Exercises ::
(1) Please copy the coaster trip report again, beginning at the words "After the heat" and stopping after "indoor theme park.", and switch "Monday" to "Tuesday" along the way.
(2) Count the lines of the records that contain the word "metal", and state only that number.

Document excerpt ::
· · · · ·

The group met up back inside the Dreamworks building, and we were treated to a buffet featuring both Western and Emirati dishes - the Emirati food especially was delicious. After we'd had our fill, Dan and Greg from the park management came and chatted to us about the park and hosted a Q&A session, before taking us back to Madagascar Mad Pursuit for an Exclusive Ride Session. After that, we boarded our coaches once more for the short drive back to our hotel ... and a much needed sleep!
A sand storm, the world's largest indoor theme park, and a giant hedgehog ... all things we encountered on Day 3 of the European Coaster Club's trip to the United Arab Emirates.
After the heat of the first two days, Monday dawned much cooler. With the coolness came wind, and with the wind came sand. The views of Dubai we had enjoyed had been replaced by a murky gloom. A sandstorm had blown in and was whipping up clouds of dust, but luckily this was the day we were going to visit IMG Worlds of Adventure, the world's largest indoor theme park.

· · · · ·

Dataset extract ::
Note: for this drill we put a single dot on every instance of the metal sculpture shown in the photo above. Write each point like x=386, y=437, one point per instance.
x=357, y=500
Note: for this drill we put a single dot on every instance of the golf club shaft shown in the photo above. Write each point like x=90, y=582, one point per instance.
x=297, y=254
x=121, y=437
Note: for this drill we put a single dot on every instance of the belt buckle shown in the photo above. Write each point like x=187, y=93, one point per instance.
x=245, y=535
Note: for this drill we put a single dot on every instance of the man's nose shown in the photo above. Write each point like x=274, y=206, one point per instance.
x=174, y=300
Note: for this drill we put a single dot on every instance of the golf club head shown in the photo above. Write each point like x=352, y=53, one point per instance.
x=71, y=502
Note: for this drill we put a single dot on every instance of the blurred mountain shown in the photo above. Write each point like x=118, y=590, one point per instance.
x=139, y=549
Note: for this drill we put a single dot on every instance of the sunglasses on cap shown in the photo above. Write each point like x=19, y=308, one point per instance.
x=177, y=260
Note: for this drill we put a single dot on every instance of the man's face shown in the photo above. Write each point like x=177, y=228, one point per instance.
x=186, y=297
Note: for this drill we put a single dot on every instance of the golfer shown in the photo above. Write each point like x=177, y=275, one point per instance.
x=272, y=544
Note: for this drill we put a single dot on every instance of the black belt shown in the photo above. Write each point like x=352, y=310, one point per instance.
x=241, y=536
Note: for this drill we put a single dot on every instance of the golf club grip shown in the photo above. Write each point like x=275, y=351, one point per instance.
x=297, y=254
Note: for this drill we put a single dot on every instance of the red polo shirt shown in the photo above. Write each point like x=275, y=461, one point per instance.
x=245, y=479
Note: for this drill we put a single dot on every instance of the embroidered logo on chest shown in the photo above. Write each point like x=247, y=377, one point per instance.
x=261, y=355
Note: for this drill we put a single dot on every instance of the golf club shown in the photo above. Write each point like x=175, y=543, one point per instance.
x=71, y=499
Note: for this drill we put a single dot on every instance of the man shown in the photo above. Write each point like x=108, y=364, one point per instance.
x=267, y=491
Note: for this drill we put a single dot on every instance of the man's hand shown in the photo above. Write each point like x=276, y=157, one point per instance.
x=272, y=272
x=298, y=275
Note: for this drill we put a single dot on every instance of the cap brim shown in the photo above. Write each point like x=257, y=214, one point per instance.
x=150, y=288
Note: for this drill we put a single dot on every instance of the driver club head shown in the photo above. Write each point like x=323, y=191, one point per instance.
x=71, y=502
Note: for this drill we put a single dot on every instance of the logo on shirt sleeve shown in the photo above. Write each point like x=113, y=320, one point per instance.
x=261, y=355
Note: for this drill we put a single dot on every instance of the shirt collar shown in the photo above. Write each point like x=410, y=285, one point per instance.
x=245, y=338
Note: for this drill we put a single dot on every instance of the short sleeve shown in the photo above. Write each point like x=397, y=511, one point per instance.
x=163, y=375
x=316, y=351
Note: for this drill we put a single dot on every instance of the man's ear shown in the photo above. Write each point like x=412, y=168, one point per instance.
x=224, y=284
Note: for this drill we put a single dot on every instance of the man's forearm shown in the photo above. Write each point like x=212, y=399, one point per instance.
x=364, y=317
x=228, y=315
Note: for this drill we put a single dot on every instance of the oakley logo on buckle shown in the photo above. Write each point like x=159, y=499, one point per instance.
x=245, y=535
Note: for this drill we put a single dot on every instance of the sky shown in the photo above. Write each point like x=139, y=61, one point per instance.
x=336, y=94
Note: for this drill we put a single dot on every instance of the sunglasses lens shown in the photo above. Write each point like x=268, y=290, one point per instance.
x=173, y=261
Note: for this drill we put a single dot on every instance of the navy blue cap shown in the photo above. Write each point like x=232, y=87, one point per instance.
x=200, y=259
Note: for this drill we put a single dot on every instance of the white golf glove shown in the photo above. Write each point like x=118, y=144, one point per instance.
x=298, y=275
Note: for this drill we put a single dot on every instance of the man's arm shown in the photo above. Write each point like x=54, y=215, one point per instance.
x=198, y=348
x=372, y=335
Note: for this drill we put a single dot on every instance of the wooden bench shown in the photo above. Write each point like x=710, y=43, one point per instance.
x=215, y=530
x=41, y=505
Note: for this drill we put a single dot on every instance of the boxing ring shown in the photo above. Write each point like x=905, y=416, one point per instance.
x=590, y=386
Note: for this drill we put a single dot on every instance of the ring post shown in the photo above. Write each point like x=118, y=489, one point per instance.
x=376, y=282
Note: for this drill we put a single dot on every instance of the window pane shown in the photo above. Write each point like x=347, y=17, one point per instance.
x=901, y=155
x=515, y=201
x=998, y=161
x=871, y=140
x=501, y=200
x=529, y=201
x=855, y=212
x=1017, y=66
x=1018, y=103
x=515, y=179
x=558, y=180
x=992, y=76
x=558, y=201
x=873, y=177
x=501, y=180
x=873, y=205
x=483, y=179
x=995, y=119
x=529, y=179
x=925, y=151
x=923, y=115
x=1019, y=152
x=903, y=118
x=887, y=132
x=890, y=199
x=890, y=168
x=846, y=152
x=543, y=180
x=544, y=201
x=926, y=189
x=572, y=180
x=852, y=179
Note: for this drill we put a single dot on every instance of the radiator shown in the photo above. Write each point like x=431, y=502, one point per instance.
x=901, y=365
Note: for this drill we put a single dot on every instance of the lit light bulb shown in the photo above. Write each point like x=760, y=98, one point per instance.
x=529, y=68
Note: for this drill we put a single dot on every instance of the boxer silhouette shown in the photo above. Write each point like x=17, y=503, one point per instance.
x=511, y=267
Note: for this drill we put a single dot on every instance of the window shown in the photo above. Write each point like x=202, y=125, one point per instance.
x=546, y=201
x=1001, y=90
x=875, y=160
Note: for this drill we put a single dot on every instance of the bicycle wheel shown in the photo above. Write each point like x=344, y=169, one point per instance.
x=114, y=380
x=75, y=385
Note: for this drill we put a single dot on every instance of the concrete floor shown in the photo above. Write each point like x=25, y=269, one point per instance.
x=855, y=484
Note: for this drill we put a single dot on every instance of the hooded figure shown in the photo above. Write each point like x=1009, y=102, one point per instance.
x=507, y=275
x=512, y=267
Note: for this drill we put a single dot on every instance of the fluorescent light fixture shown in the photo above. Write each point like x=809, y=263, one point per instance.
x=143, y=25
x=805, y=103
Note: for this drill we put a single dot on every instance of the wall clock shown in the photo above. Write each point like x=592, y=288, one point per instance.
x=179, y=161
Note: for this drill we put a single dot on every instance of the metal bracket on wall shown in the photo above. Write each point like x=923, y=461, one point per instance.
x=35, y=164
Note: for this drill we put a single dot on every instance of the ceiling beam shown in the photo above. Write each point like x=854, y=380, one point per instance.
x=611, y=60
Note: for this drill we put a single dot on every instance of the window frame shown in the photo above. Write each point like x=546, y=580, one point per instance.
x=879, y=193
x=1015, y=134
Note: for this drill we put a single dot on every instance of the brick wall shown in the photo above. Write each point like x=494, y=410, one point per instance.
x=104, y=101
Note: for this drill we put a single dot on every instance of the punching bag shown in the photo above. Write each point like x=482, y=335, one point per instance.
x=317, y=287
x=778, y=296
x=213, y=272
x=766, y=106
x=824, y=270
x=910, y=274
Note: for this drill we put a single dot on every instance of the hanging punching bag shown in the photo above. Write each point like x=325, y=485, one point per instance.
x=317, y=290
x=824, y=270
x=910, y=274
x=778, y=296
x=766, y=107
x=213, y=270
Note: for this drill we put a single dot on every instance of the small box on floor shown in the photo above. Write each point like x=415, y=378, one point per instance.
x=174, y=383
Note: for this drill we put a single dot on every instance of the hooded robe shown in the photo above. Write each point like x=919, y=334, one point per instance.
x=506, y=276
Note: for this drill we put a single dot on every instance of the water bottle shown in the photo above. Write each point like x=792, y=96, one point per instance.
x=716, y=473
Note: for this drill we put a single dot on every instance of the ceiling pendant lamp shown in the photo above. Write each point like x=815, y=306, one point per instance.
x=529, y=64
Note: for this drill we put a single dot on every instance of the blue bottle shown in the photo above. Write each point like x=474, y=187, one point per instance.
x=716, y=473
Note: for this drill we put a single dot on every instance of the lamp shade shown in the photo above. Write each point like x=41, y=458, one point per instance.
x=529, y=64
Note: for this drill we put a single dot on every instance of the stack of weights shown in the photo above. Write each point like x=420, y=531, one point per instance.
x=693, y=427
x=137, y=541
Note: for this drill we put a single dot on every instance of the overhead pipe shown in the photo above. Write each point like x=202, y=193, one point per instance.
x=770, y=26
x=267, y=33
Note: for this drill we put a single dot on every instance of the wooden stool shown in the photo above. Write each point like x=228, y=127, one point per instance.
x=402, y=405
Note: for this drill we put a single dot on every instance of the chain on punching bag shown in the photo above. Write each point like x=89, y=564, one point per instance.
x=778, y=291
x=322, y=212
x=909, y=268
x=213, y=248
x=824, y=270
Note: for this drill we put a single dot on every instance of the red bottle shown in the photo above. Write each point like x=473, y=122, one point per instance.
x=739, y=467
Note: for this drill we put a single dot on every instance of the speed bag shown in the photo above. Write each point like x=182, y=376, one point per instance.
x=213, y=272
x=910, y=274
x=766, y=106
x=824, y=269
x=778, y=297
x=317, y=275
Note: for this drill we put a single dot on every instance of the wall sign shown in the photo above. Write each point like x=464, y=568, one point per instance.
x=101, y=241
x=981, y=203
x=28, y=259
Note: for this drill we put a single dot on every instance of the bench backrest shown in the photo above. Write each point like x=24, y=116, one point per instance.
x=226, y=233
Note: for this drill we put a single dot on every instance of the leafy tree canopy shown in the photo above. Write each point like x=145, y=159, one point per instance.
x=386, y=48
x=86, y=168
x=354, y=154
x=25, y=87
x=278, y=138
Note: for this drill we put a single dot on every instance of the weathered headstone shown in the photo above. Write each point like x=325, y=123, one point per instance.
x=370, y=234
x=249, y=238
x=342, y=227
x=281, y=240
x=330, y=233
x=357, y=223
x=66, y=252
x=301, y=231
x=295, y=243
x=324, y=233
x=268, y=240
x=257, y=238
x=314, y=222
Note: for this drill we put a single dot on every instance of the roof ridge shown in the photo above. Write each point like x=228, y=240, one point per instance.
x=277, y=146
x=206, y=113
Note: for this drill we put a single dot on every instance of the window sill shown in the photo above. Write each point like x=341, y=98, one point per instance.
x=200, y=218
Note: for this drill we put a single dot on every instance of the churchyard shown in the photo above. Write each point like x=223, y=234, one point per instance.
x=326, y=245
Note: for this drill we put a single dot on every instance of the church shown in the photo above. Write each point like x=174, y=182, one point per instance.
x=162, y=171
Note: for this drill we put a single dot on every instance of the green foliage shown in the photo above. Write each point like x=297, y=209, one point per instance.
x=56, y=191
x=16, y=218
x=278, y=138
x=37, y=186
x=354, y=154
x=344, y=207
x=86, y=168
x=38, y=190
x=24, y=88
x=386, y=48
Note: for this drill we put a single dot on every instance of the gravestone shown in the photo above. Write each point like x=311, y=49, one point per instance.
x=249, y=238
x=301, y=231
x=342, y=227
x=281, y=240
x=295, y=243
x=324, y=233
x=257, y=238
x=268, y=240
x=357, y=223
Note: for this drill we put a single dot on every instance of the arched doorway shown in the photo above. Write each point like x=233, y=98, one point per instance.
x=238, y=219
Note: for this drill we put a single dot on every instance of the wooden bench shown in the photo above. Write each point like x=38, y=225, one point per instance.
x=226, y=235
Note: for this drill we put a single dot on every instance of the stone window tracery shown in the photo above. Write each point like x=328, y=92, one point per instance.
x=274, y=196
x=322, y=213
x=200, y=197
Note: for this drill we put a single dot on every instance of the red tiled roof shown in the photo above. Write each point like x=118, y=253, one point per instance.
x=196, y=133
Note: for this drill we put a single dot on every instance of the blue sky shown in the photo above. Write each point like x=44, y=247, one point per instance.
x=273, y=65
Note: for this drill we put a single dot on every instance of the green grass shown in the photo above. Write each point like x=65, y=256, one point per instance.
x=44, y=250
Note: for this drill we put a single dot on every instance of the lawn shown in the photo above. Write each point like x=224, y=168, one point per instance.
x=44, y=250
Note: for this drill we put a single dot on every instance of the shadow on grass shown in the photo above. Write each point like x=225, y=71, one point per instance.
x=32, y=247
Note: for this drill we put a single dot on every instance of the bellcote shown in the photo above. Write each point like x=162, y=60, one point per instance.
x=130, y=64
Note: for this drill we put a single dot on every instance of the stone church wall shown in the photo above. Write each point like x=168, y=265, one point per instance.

· · · · ·

Expected answers ::
(1)
After the heat of the first two days, Tuesday dawned much cooler. With the coolness came wind, and with the wind came sand. The views of Dubai we had enjoyed had been replaced by a murky gloom. A sandstorm had blown in and was whipping up clouds of dust, but luckily this was the day we were going to visit IMG Worlds of Adventure, the world's largest indoor theme park.

(2) 2